Reproduce the lines below word for word, all of them. Leave the pictures out of your answer.
##### Given information #####
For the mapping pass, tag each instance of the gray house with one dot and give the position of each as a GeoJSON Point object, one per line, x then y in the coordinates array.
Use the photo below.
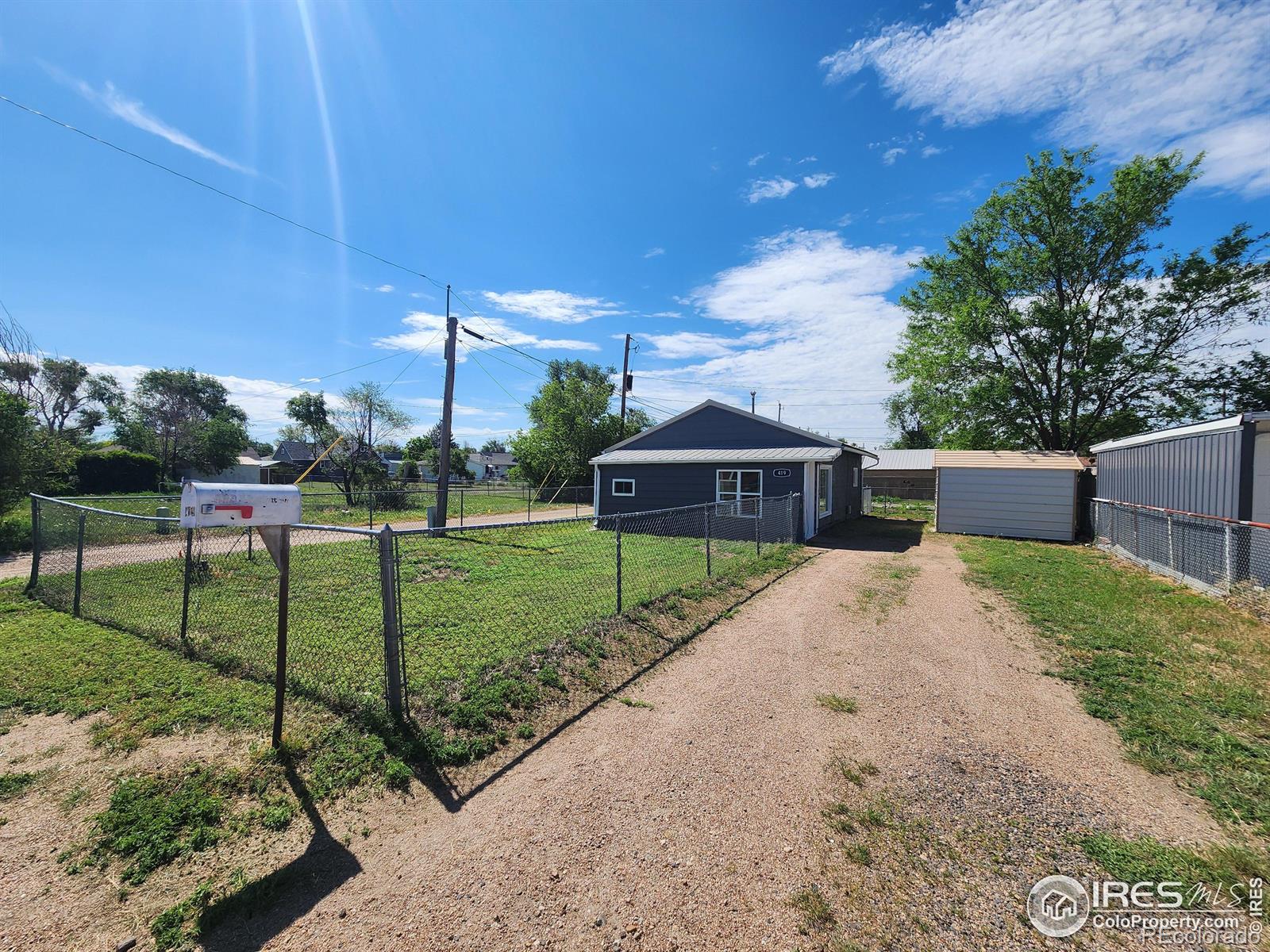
{"type": "Point", "coordinates": [715, 452]}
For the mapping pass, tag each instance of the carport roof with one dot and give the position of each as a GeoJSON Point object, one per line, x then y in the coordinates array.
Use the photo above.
{"type": "Point", "coordinates": [772, 455]}
{"type": "Point", "coordinates": [1007, 460]}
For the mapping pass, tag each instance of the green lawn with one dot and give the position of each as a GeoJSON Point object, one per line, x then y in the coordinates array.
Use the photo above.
{"type": "Point", "coordinates": [1184, 678]}
{"type": "Point", "coordinates": [471, 603]}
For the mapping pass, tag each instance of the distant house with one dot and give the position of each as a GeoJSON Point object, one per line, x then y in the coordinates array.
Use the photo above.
{"type": "Point", "coordinates": [491, 466]}
{"type": "Point", "coordinates": [905, 474]}
{"type": "Point", "coordinates": [721, 454]}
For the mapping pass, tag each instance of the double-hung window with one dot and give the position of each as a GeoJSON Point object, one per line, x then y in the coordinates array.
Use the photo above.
{"type": "Point", "coordinates": [743, 488]}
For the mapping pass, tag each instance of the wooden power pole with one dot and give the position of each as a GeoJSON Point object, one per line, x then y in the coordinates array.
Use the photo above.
{"type": "Point", "coordinates": [446, 414]}
{"type": "Point", "coordinates": [626, 363]}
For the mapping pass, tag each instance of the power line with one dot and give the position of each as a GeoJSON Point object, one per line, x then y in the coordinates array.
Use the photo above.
{"type": "Point", "coordinates": [221, 192]}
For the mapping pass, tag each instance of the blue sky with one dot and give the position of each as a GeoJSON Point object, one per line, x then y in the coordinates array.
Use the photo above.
{"type": "Point", "coordinates": [742, 187]}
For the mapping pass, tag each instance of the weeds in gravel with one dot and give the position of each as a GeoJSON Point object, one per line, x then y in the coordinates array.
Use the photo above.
{"type": "Point", "coordinates": [836, 702]}
{"type": "Point", "coordinates": [13, 785]}
{"type": "Point", "coordinates": [1181, 677]}
{"type": "Point", "coordinates": [814, 908]}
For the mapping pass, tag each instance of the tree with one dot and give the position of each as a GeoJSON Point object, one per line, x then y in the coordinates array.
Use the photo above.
{"type": "Point", "coordinates": [364, 416]}
{"type": "Point", "coordinates": [1045, 325]}
{"type": "Point", "coordinates": [184, 419]}
{"type": "Point", "coordinates": [313, 419]}
{"type": "Point", "coordinates": [572, 422]}
{"type": "Point", "coordinates": [65, 399]}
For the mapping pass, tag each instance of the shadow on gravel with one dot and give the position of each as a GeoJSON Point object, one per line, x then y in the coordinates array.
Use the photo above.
{"type": "Point", "coordinates": [260, 911]}
{"type": "Point", "coordinates": [873, 535]}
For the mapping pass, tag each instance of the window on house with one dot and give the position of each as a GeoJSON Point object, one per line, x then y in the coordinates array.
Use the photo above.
{"type": "Point", "coordinates": [743, 488]}
{"type": "Point", "coordinates": [823, 490]}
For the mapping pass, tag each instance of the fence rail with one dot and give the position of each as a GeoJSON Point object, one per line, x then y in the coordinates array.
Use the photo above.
#####
▶ Solution:
For the mapping pass, tag each instance of the gray house with one dot and give the position of each as a GeoJSON Point object, one per line, x then y in the coordinates array.
Use the photo below.
{"type": "Point", "coordinates": [715, 452]}
For the mapping pass, tag each instance of the carport roof with one dot and give the position of each as a GeoJSON Point object, one per line, x then y in the coordinates array.
Use the photo above.
{"type": "Point", "coordinates": [772, 455]}
{"type": "Point", "coordinates": [1007, 460]}
For the mapping pass, tag each instance of the green lawn with one dot and give the position of each as a GeoJSON Point object, one per line, x then y in the coordinates array.
Use the photo above.
{"type": "Point", "coordinates": [1184, 678]}
{"type": "Point", "coordinates": [471, 603]}
For the mapping pass, tag each instance of the distant house with one dot and give the position of each as a GeoJSON Point object, one per line, x then y in the coordinates array.
Use the photo above.
{"type": "Point", "coordinates": [491, 466]}
{"type": "Point", "coordinates": [905, 474]}
{"type": "Point", "coordinates": [721, 454]}
For the mapping pass, tag each instance of the double-hung window with one dot and give the position of each as a GeoJSON Point object, one per line, x then y in the coordinates array.
Use the photo above.
{"type": "Point", "coordinates": [743, 488]}
For the mapping pass, tag each instance of the wooden power pole with one dot and give the position of each as a GeoJSON Point object, one per line, x then y in the coordinates array.
Use the photo above.
{"type": "Point", "coordinates": [446, 414]}
{"type": "Point", "coordinates": [626, 363]}
For the mapping pass, tag each instance of the power line with one dot and give the position of each as a GeoJSON Point object, one per line, x then y in the coordinates array.
Use the photo above.
{"type": "Point", "coordinates": [221, 192]}
For the mapping pass, tag each instance of the blue sky with one dot and give the position of each as a GeoJSON Point object, one per line, x then y in the coordinates array.
Use the photo above.
{"type": "Point", "coordinates": [742, 187]}
For the mapping pass, tag each instance of the weeds in gravel with one dot and give the position of each as a GeoJSON Point object, one per line, x then y in the coordinates array.
Use the photo above.
{"type": "Point", "coordinates": [836, 702]}
{"type": "Point", "coordinates": [13, 785]}
{"type": "Point", "coordinates": [1181, 677]}
{"type": "Point", "coordinates": [814, 908]}
For the mapping pass, tag each instance of the tree with one dot and give the position of each as a GeoJSON Point object, one per line, x then y in the coordinates array.
Use the photo above.
{"type": "Point", "coordinates": [364, 416]}
{"type": "Point", "coordinates": [1045, 325]}
{"type": "Point", "coordinates": [184, 419]}
{"type": "Point", "coordinates": [313, 419]}
{"type": "Point", "coordinates": [572, 422]}
{"type": "Point", "coordinates": [65, 399]}
For the mapping pass, tag each instance of the shadow on gravel with one dot and give the position of each as a GeoJSON Point object, one per line, x then y in the coordinates array.
Use the photo above.
{"type": "Point", "coordinates": [260, 911]}
{"type": "Point", "coordinates": [873, 535]}
For the mapping pass, tag each instance of the window on house with one dot and give the position of each as a GeoJSON Point object, one per line, x then y in the coordinates array.
Use the photo above.
{"type": "Point", "coordinates": [743, 488]}
{"type": "Point", "coordinates": [823, 490]}
For the mapping pass, tag each instance of the fence rail with one dot and give the position of each as a GeoJSON Point object, one per line, x then y in the coordinates array.
Use the photo above.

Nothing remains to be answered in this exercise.